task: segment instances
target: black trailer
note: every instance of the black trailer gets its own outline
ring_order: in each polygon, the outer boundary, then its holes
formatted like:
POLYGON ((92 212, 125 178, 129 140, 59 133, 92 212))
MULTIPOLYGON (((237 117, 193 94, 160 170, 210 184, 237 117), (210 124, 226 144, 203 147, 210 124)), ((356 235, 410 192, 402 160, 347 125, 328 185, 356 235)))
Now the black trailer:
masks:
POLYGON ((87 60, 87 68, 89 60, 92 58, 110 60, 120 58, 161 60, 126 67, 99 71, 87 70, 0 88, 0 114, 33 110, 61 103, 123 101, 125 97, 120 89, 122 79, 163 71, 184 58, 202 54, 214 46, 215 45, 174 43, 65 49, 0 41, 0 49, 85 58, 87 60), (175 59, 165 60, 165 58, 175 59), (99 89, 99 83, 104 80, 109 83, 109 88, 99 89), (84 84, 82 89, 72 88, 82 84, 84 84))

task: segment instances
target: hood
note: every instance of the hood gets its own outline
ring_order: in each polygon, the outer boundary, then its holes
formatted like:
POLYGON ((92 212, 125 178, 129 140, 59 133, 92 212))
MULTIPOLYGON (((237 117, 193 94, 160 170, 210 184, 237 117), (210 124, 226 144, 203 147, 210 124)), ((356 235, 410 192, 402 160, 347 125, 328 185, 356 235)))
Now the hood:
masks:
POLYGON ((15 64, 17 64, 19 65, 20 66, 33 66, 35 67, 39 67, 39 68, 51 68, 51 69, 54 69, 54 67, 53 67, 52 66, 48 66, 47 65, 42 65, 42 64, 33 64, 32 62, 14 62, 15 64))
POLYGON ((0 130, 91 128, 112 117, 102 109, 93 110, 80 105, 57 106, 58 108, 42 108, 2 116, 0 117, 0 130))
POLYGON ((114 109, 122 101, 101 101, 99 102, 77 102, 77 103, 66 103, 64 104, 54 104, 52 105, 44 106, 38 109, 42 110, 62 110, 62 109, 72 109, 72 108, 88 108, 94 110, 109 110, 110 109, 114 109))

════════

Reproduce all of the material above verbatim, line for line, with nothing altered, added, or omitted.

task: segment instances
target: black trailer
note: every instance of the black trailer gets its own outline
ring_order: in each polygon, the outer boundary, then its holes
formatted like:
POLYGON ((92 212, 125 178, 129 140, 59 133, 92 212))
MULTIPOLYGON (((237 117, 193 94, 160 170, 210 184, 237 117), (210 124, 226 144, 203 147, 210 124)), ((356 235, 410 192, 402 160, 347 125, 328 185, 356 235)))
Now the black trailer:
masks:
POLYGON ((87 60, 87 68, 89 60, 92 58, 110 60, 120 58, 161 60, 126 67, 99 71, 87 70, 0 88, 0 114, 33 110, 61 103, 123 101, 125 97, 120 89, 122 79, 163 71, 184 58, 202 54, 214 46, 215 45, 174 43, 65 49, 0 41, 0 49, 85 58, 87 60), (175 59, 165 60, 165 58, 175 59), (99 89, 99 83, 104 80, 109 83, 109 88, 99 89), (84 84, 82 89, 72 88, 82 84, 84 84))

task: segment instances
target: hood
note: every instance of the hood gets its own outline
ring_order: in each polygon, the outer boundary, then its holes
formatted like:
POLYGON ((92 212, 125 178, 129 140, 59 133, 92 212))
MULTIPOLYGON (((237 117, 193 94, 160 170, 210 184, 237 117), (210 124, 226 144, 203 147, 210 124)), ((356 235, 410 192, 402 160, 347 125, 328 185, 356 235)))
Now the hood:
masks:
POLYGON ((15 64, 17 64, 19 65, 20 66, 33 66, 35 67, 39 67, 39 68, 51 68, 51 69, 54 69, 54 67, 53 67, 52 66, 48 66, 47 65, 42 65, 42 64, 33 64, 32 62, 14 62, 15 64))
POLYGON ((0 130, 91 128, 112 117, 102 109, 93 110, 80 105, 57 106, 58 108, 42 108, 2 116, 0 117, 0 130))
POLYGON ((114 109, 122 101, 101 101, 99 102, 77 102, 77 103, 66 103, 64 104, 54 104, 52 105, 44 106, 38 109, 42 110, 62 110, 62 109, 72 109, 72 108, 88 108, 94 110, 109 110, 110 109, 114 109))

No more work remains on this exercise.